● **WHAT YOU NEED TO DO**: Reproduce the entries exactly. Omit none of them.

---------- DATA SUPPLIED ----------

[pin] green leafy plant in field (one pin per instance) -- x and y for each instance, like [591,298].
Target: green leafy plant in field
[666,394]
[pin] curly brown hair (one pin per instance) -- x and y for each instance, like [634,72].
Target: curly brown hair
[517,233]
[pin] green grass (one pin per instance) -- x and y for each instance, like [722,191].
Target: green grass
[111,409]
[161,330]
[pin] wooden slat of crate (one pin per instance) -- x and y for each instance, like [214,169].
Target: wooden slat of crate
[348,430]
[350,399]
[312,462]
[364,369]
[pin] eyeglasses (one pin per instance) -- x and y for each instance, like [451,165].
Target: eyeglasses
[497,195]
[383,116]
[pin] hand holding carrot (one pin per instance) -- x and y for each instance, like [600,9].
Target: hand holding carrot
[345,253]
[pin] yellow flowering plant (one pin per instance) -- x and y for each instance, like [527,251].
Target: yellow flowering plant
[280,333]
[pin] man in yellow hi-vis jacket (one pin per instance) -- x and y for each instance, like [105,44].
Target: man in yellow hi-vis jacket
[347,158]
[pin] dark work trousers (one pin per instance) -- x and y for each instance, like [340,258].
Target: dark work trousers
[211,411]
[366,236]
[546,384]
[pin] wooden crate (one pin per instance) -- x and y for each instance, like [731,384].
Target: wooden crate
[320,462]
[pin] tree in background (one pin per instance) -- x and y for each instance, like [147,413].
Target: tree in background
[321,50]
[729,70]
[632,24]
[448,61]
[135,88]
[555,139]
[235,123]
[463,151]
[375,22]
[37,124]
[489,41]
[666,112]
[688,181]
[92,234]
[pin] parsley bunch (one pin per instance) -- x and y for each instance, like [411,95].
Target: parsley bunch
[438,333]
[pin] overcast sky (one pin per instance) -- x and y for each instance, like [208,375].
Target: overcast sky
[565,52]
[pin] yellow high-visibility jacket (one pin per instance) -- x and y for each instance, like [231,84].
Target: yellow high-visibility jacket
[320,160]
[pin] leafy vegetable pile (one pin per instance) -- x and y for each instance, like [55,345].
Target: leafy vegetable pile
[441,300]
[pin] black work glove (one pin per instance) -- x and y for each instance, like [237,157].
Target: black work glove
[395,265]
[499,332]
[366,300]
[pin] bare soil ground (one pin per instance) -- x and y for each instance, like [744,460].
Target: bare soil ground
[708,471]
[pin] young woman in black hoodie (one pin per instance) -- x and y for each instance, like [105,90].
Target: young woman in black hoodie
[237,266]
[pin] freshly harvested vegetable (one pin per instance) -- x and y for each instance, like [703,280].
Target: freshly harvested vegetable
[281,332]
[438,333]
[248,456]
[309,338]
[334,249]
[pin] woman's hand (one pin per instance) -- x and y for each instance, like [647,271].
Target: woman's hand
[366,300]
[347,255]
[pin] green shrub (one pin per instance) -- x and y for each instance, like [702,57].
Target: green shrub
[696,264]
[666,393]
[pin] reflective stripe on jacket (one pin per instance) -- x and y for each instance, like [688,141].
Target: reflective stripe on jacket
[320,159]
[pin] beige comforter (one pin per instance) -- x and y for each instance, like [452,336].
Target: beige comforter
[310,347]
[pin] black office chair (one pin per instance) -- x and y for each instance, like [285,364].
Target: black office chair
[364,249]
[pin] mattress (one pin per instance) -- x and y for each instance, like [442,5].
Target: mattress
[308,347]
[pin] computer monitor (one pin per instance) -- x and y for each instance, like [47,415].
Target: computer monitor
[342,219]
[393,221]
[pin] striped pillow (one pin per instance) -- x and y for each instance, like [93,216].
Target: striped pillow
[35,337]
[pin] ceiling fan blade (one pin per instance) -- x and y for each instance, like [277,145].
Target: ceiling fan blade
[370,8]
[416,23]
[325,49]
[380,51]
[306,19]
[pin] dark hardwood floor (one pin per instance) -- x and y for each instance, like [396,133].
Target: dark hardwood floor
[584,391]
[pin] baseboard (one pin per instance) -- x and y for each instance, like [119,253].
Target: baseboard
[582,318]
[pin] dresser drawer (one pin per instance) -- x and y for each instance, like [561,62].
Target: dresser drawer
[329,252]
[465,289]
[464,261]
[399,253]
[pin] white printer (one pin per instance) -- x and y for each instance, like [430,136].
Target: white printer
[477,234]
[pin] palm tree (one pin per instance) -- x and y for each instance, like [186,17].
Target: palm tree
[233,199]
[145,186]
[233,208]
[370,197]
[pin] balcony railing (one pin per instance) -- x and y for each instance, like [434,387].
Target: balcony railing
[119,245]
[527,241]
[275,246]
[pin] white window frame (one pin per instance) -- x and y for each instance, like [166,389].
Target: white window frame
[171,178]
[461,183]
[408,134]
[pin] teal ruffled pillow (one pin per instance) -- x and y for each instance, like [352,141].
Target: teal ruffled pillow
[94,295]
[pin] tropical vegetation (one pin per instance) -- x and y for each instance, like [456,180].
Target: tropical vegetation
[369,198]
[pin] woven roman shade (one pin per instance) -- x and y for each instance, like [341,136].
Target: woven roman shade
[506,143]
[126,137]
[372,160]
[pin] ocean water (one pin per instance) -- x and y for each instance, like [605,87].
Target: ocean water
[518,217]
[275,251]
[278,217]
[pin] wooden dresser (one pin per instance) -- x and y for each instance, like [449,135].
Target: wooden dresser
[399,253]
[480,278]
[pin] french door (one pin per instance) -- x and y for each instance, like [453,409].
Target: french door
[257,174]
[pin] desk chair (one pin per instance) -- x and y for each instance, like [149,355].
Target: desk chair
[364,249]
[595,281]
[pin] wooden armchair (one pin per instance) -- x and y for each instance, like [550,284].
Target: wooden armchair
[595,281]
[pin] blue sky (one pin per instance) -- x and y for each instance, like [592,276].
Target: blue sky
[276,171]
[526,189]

----------

● **OUTPUT OF THE EXERCISE**:
[pin] green leafy plant in field (one pin per instance) -- x and y for each instance, like [591,298].
Target: green leafy plant in field
[666,394]
[pin] curly brown hair (one pin per instance) -- x and y for each instance, like [634,72].
Target: curly brown hair
[517,233]
[pin] green grass (one pin per instance) -- x and y for each instance, like [722,191].
Target: green grass
[111,409]
[161,330]
[pin] wooden slat of crate (one pin per instance) -- x and y for each instance, like [214,169].
Target: wooden slat of crate
[348,430]
[350,399]
[312,462]
[364,369]
[pin] eyeglasses (one pin per instance) -- x and y for each instance, like [451,165].
Target: eyeglasses
[497,195]
[383,116]
[pin] hand holding carrot (one pin per instance) -- x and y for each instance, like [600,9].
Target: hand holding carrot
[345,253]
[pin] yellow flowering plant (one pin per instance) -- x and y for each instance, like [527,251].
Target: yellow flowering plant
[280,333]
[pin] man in yellow hi-vis jacket (one pin per instance) -- x and y for each instance, like [105,44].
Target: man in yellow hi-vis jacket
[347,158]
[pin] dark work trousers (one pin per instance) -- x and y for each instance, like [340,258].
Target: dark work trousers
[211,411]
[366,236]
[546,384]
[pin] wooden crate (one pin per instance) -- x and y for each instance, like [731,384].
Target: wooden crate
[320,462]
[pin] tree in background (one pin per instance) -- x and y for each instance, like [147,413].
Target: tree in background
[321,50]
[729,70]
[632,24]
[448,61]
[135,88]
[555,139]
[235,123]
[463,151]
[375,22]
[37,124]
[489,41]
[666,112]
[688,181]
[92,234]
[pin] parsley bunch (one pin per instance) -- x and y for each instance, like [411,95].
Target: parsley bunch
[438,333]
[pin] overcast sky (one pin per instance) -- x and y for each instance, like [208,375].
Target: overcast sky
[565,52]
[pin] yellow high-visibility jacket (one pin per instance) -- x and y for each instance, like [231,84].
Target: yellow high-visibility jacket
[320,160]
[pin] leafy vegetable pile (one pin per instance) -- x and y for each instance, like [55,345].
Target: leafy vegetable pile
[441,300]
[pin] black work glove (one pin per instance) -- x and y for each instance, like [237,157].
Target: black work glove
[395,265]
[499,332]
[366,300]
[pin] bare soil ground (one pin per instance) -- x and y for each instance, like [744,460].
Target: bare soil ground
[708,471]
[pin] young woman in black hoodie (one pin per instance) -- x and y for each instance, like [105,90].
Target: young woman in black hoodie
[237,266]
[pin] freshly harvested vegetable (one pin per instance) -- x and y for each instance, like [703,280].
Target: freshly harvested vegetable
[281,332]
[438,333]
[248,456]
[309,338]
[334,249]
[pin] woman's hand (one pin per instance) -- x and y for each instance, like [647,271].
Target: woman's hand
[366,300]
[347,255]
[pin] green shrub (one pin per instance) -- x and y for each instance, like [702,57].
Target: green shrub
[696,264]
[666,393]
[pin] reflective stripe on jacket (one pin per instance) -- x and y for each instance, like [688,141].
Target: reflective stripe on jacket
[320,159]
[pin] beige comforter (one pin per instance) -- x and y for each instance, like [452,336].
Target: beige comforter
[310,347]
[pin] black office chair (one pin per instance) -- x and y for each instance, like [285,364].
Target: black office chair
[364,249]
[pin] mattress (one pin per instance) -- x and y for each instance, like [442,5].
Target: mattress
[308,347]
[pin] computer monitor (one pin per instance) -- x and y for each instance, like [47,415].
Target: computer monitor
[342,219]
[393,221]
[pin] striped pillow (one pin per instance) -- x and y for each instance, like [93,216].
Target: striped pillow
[35,337]
[pin] ceiling fan blade (one pin per instance) -- x and y for each instance, like [277,145].
Target: ceiling fan blade
[370,8]
[416,23]
[325,49]
[380,51]
[306,19]
[pin] dark hardwood floor (one pin per instance) -- x and y for each instance, like [396,133].
Target: dark hardwood floor
[584,391]
[pin] baseboard (one pin per instance) -- x and y for each instance, like [119,253].
Target: baseboard
[582,318]
[pin] dresser drawer (one pin per instance) -- x and y for each instance, like [561,62].
Target: dresser drawer
[329,252]
[465,289]
[464,261]
[399,253]
[pin] white printer (one pin per instance) -- x and y for each instance, like [430,136].
Target: white printer
[477,234]
[pin] palm tree (one pin per instance) -- x and y for each instance, like [186,17].
Target: palm tree
[233,199]
[145,186]
[233,208]
[370,197]
[pin] balcony railing (one pin per instance) -- x and y for each instance, like [434,387].
Target: balcony railing
[119,245]
[527,241]
[275,246]
[pin] white window frame (one pin per instance) -- x and y for each instance, like [166,389].
Target: white window frame
[171,178]
[461,183]
[408,134]
[pin] teal ruffled pillow (one pin per instance) -- x and y for each instance, like [352,141].
Target: teal ruffled pillow
[94,295]
[pin] tropical vegetation (one pin per instance) -- x and y for each instance, like [456,180].
Target: tropical vegetation
[369,198]
[pin] woven roman shade (one pin per instance) -- x and y for each instance, like [341,136].
Target: woven roman shade
[506,143]
[126,137]
[372,160]
[pin] ocean water (one pin per instance) -- x and y for each instance, like [605,87].
Target: ocean water
[518,217]
[275,251]
[278,217]
[pin] wooden dresser (one pin per instance) -- x and y for each instance, like [449,135].
Target: wooden dresser
[399,253]
[480,278]
[pin] french door (one pin per instance) -- x and y for each instance, like [453,409].
Target: french door
[257,174]
[pin] desk chair (one pin per instance) -- x and y for each instance, like [149,355].
Target: desk chair
[364,249]
[595,281]
[pin] wooden armchair (one pin per instance) -- x and y for each instance, like [550,284].
Target: wooden armchair
[595,281]
[pin] blue sky (one pin per instance) -- x and y for each instance, like [592,276].
Target: blue sky
[276,171]
[526,189]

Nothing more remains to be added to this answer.